--- START OF Records for the task ---

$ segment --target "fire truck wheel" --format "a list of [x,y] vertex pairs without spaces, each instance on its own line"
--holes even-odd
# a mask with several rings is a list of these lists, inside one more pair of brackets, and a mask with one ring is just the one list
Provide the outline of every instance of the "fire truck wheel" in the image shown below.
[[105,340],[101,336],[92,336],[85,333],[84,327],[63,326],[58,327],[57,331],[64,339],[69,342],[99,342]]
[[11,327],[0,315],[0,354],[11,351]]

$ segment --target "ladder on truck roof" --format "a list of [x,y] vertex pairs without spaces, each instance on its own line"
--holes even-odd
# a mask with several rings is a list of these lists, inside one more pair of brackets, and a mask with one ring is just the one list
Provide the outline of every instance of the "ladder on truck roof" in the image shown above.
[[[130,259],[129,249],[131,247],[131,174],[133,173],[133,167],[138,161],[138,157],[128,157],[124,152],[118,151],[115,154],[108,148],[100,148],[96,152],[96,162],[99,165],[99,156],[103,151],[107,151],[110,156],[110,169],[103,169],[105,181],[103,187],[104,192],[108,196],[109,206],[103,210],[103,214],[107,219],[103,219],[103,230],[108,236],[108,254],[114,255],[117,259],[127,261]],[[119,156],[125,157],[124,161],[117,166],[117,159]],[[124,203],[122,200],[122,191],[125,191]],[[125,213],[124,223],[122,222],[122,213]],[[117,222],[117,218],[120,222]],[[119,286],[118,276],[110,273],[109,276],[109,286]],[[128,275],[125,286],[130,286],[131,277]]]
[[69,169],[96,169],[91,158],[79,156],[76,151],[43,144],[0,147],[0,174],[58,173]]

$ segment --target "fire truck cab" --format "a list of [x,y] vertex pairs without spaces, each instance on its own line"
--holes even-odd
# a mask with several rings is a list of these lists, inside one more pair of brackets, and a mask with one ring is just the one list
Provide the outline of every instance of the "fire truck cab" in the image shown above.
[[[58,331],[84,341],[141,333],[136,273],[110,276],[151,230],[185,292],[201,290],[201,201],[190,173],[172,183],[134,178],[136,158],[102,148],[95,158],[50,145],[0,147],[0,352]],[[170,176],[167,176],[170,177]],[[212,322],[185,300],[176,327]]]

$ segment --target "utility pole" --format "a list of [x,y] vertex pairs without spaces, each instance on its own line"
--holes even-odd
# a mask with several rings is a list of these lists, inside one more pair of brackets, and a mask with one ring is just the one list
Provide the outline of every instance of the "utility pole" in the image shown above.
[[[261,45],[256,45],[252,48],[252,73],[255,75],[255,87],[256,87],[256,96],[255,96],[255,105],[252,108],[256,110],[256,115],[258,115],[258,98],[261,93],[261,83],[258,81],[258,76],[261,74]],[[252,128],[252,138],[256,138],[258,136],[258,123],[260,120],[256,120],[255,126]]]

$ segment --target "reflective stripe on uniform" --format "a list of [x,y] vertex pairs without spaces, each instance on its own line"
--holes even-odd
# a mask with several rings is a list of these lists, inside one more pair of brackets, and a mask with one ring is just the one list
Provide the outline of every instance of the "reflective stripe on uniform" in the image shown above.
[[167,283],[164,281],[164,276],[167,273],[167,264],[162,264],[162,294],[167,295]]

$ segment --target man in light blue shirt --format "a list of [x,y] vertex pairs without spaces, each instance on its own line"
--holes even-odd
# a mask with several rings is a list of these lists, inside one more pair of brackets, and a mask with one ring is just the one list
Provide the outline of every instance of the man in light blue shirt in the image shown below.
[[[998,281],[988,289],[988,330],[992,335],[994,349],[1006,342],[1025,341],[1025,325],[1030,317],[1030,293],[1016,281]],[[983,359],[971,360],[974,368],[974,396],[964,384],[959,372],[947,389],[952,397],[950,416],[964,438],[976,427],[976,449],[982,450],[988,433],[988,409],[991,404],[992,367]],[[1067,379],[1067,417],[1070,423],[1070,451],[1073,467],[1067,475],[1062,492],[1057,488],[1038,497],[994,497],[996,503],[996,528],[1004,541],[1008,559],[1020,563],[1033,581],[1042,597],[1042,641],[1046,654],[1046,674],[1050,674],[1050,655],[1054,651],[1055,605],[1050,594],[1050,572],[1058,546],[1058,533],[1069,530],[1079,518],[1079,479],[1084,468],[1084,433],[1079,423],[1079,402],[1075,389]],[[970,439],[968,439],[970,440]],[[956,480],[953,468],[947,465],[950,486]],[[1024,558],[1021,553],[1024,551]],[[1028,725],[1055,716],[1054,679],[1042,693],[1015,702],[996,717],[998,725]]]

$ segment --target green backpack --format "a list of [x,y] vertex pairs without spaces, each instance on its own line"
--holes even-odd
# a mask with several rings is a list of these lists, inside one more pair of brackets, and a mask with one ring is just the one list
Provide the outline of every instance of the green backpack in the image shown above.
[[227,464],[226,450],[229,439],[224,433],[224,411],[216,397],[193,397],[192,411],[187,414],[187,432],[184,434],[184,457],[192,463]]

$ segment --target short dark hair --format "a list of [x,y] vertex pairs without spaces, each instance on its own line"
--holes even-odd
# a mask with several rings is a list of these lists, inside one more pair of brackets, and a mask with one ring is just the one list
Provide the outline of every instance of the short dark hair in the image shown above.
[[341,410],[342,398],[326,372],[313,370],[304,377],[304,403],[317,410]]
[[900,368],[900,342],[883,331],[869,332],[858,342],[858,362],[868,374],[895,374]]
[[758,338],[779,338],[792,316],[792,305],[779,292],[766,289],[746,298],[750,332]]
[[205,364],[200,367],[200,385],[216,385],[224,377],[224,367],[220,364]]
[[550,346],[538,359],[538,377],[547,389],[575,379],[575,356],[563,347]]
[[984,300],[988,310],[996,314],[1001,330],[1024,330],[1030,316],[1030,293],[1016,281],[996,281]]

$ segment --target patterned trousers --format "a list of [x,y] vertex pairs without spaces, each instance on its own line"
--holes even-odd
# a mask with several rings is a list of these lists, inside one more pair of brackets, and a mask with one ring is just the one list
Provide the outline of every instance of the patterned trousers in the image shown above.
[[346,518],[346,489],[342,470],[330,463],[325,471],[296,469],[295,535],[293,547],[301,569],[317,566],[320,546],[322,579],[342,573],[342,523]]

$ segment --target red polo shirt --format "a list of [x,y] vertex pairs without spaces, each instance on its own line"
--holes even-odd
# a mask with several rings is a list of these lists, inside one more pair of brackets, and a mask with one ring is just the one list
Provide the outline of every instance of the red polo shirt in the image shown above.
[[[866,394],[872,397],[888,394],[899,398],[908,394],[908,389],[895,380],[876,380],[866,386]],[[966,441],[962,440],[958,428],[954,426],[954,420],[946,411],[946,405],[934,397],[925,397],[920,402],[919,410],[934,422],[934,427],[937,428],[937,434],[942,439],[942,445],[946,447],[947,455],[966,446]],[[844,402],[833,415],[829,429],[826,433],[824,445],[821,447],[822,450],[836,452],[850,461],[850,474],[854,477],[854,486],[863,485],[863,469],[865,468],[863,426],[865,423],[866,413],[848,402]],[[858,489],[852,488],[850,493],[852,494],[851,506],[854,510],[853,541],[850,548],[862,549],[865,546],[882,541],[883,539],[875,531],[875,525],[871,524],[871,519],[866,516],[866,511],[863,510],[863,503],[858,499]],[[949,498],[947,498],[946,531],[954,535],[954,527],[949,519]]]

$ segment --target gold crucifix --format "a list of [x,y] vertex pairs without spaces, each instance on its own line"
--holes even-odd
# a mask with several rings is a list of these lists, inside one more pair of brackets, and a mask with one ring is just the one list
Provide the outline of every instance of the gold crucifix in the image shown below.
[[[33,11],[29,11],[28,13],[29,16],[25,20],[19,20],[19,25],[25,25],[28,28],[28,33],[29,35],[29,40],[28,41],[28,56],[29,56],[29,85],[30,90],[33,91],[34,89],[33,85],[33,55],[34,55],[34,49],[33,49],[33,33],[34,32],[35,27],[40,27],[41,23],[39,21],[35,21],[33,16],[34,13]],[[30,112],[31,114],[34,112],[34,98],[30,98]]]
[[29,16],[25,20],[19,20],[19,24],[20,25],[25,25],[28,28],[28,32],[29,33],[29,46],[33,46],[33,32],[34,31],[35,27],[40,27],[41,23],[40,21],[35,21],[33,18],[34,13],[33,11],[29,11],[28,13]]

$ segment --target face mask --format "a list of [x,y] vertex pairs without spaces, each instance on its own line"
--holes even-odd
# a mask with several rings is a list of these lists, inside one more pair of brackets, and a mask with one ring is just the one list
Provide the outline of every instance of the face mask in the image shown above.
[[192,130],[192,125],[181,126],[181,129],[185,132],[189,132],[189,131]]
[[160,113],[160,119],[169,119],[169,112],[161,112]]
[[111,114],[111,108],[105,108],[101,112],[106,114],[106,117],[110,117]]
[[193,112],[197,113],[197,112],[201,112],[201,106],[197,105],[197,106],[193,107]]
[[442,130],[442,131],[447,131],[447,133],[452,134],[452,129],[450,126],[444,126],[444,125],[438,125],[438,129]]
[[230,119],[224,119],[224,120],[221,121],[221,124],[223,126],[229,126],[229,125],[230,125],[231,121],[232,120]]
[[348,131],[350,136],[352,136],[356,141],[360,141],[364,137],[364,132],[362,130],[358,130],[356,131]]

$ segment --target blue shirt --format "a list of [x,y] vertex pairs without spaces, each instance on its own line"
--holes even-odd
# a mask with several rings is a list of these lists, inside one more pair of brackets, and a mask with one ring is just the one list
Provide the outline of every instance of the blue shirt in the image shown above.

--- END OF Records for the task ---

> _Work required_
Please lay out the part of the data above that runs from its first line through the line containing "[[11,327],[0,315],[0,354],[11,351]]" (both ends included) as a Markdown table with the columns Row and Line, giving each line a row number and leaving out blank lines.

> _Output for this exercise_
| Row | Line |
|---|---|
| 1 | $ segment --target "fire truck wheel" --format "a list of [x,y] vertex pairs without spaces, each instance on its own line" |
| 2 | --holes even-odd |
| 3 | # a mask with several rings is a list of these lists, inside one more pair of brackets, and a mask with one ring is just the one list |
| 4 | Provide the outline of every instance of the "fire truck wheel" in the image shown below. |
| 5 | [[105,340],[101,336],[92,336],[85,333],[84,327],[63,326],[58,327],[57,331],[64,339],[69,342],[99,342]] |
| 6 | [[11,327],[0,315],[0,354],[11,351]] |